▸ **REQUIRED ACTION**: The response should consist of every line below, unchanged.

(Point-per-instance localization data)
________________________________________

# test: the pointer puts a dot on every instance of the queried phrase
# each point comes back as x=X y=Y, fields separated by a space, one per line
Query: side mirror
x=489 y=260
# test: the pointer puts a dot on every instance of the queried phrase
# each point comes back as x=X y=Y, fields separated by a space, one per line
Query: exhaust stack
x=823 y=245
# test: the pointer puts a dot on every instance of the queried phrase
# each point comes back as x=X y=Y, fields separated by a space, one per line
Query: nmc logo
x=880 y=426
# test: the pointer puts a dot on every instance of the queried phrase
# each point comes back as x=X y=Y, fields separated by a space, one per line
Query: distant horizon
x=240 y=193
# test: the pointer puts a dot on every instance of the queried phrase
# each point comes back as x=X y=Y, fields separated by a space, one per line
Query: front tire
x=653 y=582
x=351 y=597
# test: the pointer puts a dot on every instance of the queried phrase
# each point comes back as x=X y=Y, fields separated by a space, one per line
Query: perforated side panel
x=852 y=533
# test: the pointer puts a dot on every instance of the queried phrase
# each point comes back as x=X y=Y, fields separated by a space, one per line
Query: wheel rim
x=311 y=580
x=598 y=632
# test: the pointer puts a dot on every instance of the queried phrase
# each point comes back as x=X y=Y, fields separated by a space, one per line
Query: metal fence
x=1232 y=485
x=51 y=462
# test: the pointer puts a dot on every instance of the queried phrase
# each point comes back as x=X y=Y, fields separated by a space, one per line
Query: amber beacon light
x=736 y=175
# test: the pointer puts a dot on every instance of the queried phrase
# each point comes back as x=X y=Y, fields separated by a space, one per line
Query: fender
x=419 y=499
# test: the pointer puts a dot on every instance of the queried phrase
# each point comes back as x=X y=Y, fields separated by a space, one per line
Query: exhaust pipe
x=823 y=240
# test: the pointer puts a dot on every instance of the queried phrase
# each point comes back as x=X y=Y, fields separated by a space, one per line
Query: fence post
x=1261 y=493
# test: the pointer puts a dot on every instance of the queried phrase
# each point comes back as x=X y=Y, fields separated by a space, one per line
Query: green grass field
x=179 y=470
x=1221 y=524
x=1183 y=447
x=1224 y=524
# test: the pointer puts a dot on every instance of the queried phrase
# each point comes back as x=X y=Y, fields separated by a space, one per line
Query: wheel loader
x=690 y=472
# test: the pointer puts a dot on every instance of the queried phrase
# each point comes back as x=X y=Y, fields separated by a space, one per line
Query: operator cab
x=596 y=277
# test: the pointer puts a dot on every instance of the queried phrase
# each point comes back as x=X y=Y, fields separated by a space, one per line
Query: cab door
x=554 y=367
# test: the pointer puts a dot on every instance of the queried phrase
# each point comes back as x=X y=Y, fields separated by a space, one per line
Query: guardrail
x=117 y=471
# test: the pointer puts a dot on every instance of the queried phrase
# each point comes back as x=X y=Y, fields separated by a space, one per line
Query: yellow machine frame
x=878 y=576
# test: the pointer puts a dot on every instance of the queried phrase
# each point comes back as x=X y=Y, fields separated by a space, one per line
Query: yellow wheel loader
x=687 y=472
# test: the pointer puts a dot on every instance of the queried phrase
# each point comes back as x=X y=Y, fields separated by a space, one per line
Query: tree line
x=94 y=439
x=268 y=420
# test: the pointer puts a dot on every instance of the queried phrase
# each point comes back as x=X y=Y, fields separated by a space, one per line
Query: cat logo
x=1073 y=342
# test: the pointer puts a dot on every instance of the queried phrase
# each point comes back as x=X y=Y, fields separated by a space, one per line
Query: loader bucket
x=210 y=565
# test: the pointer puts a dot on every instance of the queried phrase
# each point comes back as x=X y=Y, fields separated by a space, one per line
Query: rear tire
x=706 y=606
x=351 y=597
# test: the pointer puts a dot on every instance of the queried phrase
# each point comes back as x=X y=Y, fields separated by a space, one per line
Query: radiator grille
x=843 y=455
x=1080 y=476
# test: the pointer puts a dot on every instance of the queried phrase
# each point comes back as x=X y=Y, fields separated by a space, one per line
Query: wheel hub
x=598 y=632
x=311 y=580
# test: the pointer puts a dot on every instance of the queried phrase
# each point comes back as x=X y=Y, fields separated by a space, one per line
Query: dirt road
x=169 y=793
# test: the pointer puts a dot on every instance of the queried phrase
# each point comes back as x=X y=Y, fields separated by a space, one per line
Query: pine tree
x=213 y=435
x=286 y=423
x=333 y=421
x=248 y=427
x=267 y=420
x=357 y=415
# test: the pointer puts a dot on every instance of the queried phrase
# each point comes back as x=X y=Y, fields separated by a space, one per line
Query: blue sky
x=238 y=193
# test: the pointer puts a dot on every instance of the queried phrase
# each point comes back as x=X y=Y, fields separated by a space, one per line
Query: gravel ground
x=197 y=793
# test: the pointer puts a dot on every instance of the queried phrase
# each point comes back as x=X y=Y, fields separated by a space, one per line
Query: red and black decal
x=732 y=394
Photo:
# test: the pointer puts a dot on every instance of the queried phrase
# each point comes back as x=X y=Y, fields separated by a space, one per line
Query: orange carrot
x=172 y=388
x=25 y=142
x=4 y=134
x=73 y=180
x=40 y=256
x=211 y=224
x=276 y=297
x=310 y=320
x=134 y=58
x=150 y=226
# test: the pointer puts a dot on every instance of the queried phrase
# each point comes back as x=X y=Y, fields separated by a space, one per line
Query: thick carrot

________________________________________

▸ **WRITTEN ANSWER**:
# test: the pointer puts a dot on every instance of the queried phrase
# each point comes back as x=X y=Y, fields separated by a space, one per line
Query: side mirror
x=489 y=260
# test: the pointer puts a dot on every instance of the queried phrase
# each point comes back as x=X y=Y, fields separated by a space, one per line
Query: exhaust stack
x=823 y=245
# test: the pointer puts a dot on every instance of the queried phrase
# each point comes back as x=X y=Y, fields separated by a space, one per line
Query: nmc logo
x=880 y=426
# test: the pointer puts a dot on every instance of the queried phrase
# each point comes back as x=X y=Y, fields separated by a space, one per line
Query: distant horizon
x=240 y=193
# test: the pointer puts a dot on every instance of the queried phrase
# each point comes back as x=X y=Y, fields separated by a space, one per line
Query: front tire
x=653 y=582
x=351 y=597
# test: the pointer puts a dot on every instance of the queried phrase
# each point comes back as x=X y=Y, fields separated by a space, one per line
Query: perforated side panel
x=852 y=533
# test: the pointer puts a dot on every instance of the queried phrase
# each point comes back as x=X y=Y, fields separated by a space, one per line
Query: wheel rim
x=311 y=580
x=598 y=632
# test: the pointer puts a dot on every instance of the queried phrase
# each point comes back as x=X y=Y, fields separated by a space, one per line
Query: metal fence
x=1232 y=485
x=51 y=462
# test: the pointer puts a dot on every instance of the queried phrase
# each point comes back as x=X y=Y, fields separated by a space, one per line
Query: amber beacon light
x=736 y=175
# test: the pointer puts a dot on every instance of the queried phrase
# each point comes back as x=X y=Y, fields separated by a space, one per line
Query: fender
x=419 y=499
# test: the pointer puts a dot on every instance of the queried phrase
# each point comes back as x=X y=Y, fields separated by a space, one per line
Query: exhaust pipe
x=823 y=240
# test: the pointer puts a dot on every instance of the queried phrase
# each point comes back as x=X y=Y, fields separated by a space, one per line
Query: fence post
x=1261 y=493
# test: the pointer puts a dot on every instance of the queried phrase
# each point comes back as x=X y=Y, fields separated by a space, one per line
Query: green grass field
x=179 y=470
x=1221 y=524
x=1183 y=447
x=1224 y=524
# test: the pointer puts a dot on every instance of the queried phrase
# each point comes back as x=X y=Y, fields separated by a space, one per line
Query: wheel loader
x=690 y=472
# test: the pointer puts a dot on every instance of the queried phrase
# each point comes back as x=X y=Y, fields separated by a space, one per line
Query: operator cab
x=596 y=277
# test: the pointer puts a dot on every instance of the queried phrase
# each point comes back as x=X y=Y, fields separated by a space, one per line
Query: cab door
x=554 y=367
# test: the pointer puts a dot on every instance of the queried phrase
# each point comes back as x=X y=Y, fields separated by a space, one per line
Query: guardrail
x=117 y=471
# test: the pointer puts a dot on every instance of the queried phrase
# each point comes back as x=X y=Y, fields separated by a space, one per line
Query: yellow machine frame
x=878 y=576
# test: the pointer puts a dot on every instance of the queried phrase
# each point comes back as x=X y=Y, fields separated by a space, one per line
Query: yellow wheel loader
x=687 y=472
# test: the pointer puts a dot on every instance of the queried phrase
# each point comes back as x=X y=Y, fields separated by a space, one per line
Query: tree line
x=94 y=439
x=268 y=420
# test: the pointer puts a dot on every instance of the queried phrase
# each point comes back as x=X y=Y, fields separated by a space, one per line
Query: cat logo
x=1073 y=342
# test: the pointer puts a dot on every instance of the queried phrase
# each point comes back as x=X y=Y, fields separated by a space, one per line
Query: loader bucket
x=210 y=565
# test: the pointer puts a dot on every instance of the queried phrase
# each point comes back as x=X y=Y, fields separated by a space, one per line
Query: rear tire
x=706 y=606
x=351 y=597
# test: the pointer puts a dot on every instance of the queried phrase
# each point comes back as x=X y=Y, fields separated by a space, one per line
Query: radiator grille
x=843 y=455
x=1080 y=476
# test: the pointer puts a dot on every instance of the queried phrase
# each point comes back as x=X y=Y, fields separated by a space, one per line
Query: wheel hub
x=598 y=632
x=311 y=580
# test: the pointer puts a dot on every instance of the queried phrase
# each point comes back as x=X y=Y, fields separated by a space, one per line
Query: dirt road
x=169 y=793
# test: the pointer puts a dot on every instance of the queried phrase
# each point comes back as x=X y=Y, fields separated by a space, one per line
Query: pine tree
x=213 y=435
x=286 y=423
x=333 y=421
x=248 y=427
x=267 y=420
x=357 y=415
# test: the pointer puts a dot on every instance of the queried phrase
# each point comes back as x=X y=Y, fields separated by a space, one per line
Query: blue sky
x=238 y=193
# test: the pointer puts a dot on every instance of the queried phrase
# each point comes back as x=X y=Y, fields separated by a space, one per line
Query: gravel ground
x=197 y=793
# test: the pointer puts a dot on every instance of the queried phrase
# each point comes back as x=X y=Y, fields separated by a space, one per line
Query: red and black decal
x=732 y=394
Photo:
# test: the pointer puts a dot on every instance of the queried phrase
# each point comes back as x=X y=Y, fields separated by a space, one per line
Query: orange carrot
x=172 y=388
x=25 y=142
x=4 y=134
x=73 y=180
x=40 y=256
x=211 y=224
x=276 y=297
x=310 y=320
x=134 y=58
x=150 y=226
# test: the pointer puts a dot on every instance of the queried phrase
# each point comes back as x=X y=Y, fields separated by a space, one per line
Query: thick carrot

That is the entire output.